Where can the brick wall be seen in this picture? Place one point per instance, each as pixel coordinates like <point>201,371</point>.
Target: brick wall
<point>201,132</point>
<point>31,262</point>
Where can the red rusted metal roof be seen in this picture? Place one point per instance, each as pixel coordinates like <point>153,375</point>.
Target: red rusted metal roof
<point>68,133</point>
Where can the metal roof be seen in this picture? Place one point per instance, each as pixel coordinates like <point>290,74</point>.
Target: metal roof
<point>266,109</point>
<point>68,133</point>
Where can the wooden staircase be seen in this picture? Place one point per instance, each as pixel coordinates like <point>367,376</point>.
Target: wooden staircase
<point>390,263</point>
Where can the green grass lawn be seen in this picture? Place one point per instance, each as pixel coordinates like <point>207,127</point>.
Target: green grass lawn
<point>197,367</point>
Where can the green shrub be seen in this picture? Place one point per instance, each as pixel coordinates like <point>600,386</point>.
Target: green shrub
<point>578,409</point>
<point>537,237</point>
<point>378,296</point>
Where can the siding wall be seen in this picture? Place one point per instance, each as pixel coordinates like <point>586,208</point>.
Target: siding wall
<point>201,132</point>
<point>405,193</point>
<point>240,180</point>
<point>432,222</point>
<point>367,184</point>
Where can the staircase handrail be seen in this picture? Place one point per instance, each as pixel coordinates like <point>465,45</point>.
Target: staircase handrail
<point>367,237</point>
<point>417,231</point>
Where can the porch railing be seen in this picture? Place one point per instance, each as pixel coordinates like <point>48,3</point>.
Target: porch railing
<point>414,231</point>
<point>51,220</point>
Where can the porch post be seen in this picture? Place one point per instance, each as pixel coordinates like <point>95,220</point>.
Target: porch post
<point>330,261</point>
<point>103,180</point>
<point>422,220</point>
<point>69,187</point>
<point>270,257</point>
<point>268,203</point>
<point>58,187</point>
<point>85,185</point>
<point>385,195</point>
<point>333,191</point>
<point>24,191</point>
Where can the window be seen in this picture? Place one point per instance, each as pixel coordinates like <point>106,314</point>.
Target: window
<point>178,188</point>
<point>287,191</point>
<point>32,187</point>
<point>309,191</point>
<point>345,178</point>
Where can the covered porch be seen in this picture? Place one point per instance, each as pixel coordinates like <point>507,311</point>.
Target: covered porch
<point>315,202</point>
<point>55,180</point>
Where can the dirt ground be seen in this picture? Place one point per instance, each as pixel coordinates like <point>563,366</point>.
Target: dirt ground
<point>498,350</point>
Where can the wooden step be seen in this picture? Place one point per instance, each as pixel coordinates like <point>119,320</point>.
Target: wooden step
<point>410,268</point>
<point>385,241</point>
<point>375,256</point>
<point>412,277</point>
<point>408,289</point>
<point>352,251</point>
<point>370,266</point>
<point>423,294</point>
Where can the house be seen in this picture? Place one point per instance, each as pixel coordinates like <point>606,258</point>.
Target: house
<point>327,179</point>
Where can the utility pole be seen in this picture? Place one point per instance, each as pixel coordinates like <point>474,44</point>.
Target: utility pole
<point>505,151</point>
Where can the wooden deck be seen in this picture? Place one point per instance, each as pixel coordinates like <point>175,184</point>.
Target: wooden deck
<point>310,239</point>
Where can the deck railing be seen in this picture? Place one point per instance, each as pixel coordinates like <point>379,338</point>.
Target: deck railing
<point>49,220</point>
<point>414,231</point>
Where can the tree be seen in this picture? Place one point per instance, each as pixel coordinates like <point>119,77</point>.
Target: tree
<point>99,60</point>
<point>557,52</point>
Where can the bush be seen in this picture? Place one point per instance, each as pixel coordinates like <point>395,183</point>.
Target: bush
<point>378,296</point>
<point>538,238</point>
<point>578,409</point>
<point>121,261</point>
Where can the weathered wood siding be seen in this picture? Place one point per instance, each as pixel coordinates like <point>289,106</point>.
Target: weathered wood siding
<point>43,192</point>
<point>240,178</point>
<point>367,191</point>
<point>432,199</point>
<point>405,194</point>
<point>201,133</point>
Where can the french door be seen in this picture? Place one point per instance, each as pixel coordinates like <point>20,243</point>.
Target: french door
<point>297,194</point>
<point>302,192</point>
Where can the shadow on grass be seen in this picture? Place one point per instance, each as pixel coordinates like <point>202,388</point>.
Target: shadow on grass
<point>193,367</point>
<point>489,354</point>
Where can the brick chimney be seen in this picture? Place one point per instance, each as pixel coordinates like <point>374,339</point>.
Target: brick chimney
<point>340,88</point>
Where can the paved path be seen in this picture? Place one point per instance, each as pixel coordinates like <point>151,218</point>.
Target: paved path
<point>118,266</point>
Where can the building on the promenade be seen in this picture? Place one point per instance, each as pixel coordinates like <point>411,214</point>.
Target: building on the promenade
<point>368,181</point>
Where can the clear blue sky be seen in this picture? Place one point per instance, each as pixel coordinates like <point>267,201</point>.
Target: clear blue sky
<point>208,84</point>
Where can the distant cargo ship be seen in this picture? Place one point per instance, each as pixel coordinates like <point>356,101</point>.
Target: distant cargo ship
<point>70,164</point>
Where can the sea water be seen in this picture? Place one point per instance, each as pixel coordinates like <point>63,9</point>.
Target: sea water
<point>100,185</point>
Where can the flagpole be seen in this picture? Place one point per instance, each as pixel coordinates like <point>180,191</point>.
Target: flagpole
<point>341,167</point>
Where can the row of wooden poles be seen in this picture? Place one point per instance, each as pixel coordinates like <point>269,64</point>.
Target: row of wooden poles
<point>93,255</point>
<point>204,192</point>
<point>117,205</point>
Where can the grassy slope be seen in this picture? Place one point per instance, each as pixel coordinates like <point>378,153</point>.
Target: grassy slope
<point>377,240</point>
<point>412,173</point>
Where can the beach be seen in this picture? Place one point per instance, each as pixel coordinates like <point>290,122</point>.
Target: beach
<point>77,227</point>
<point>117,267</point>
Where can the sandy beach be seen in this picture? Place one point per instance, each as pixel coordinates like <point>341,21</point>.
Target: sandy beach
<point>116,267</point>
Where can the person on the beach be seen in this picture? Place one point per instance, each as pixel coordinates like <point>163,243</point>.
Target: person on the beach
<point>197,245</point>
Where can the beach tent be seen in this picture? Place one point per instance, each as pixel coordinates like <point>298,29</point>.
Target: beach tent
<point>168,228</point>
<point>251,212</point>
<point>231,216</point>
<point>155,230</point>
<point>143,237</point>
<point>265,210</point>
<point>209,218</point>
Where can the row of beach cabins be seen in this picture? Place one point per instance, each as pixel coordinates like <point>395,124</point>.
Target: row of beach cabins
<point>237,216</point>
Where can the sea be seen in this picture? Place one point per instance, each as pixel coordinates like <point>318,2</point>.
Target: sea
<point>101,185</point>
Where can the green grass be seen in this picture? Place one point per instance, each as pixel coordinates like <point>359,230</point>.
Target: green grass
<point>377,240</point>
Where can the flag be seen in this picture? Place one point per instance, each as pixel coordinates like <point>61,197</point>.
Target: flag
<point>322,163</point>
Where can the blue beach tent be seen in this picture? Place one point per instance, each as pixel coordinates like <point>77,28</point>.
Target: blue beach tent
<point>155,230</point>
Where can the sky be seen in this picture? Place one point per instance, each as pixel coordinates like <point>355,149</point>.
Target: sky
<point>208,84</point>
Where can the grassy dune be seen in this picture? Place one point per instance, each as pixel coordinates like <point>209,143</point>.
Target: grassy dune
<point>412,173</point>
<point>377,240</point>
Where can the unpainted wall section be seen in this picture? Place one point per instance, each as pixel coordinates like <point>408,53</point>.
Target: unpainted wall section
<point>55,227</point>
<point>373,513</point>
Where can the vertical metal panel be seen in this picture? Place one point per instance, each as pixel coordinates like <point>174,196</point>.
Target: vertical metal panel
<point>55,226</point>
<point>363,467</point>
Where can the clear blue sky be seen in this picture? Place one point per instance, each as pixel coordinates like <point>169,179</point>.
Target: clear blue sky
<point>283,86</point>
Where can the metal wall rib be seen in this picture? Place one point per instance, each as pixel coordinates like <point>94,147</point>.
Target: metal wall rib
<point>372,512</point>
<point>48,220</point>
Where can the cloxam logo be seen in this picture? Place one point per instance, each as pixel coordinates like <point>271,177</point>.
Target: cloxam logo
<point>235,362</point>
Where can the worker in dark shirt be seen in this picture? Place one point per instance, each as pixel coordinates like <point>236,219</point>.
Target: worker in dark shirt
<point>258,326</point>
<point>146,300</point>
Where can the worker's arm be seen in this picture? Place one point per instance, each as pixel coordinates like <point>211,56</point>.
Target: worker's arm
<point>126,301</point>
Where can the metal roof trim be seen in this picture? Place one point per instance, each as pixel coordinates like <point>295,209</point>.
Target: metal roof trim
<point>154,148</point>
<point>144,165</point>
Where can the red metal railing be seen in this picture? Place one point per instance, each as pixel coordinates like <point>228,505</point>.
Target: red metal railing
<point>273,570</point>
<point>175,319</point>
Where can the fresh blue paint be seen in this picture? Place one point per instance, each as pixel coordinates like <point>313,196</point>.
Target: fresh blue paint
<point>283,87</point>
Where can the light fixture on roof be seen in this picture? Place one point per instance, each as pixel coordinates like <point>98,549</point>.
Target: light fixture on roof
════════════════
§ YOUR OBJECTIVE
Write the lines again exactly, from the first line of the material above to the line that includes "Where can the metal roof be", both included. Leave out all the rest.

§ WRITTEN ANSWER
Where can the brick wall be seen in this picture? Place one point per instance, each as pixel coordinates like <point>201,371</point>.
Target: brick wall
<point>201,132</point>
<point>31,262</point>
Where can the red rusted metal roof be seen in this picture? Place one point per instance, each as pixel coordinates like <point>153,375</point>.
Target: red rusted metal roof
<point>68,133</point>
Where can the metal roof be seen in this picture? Place one point per instance, each as pixel coordinates like <point>290,74</point>.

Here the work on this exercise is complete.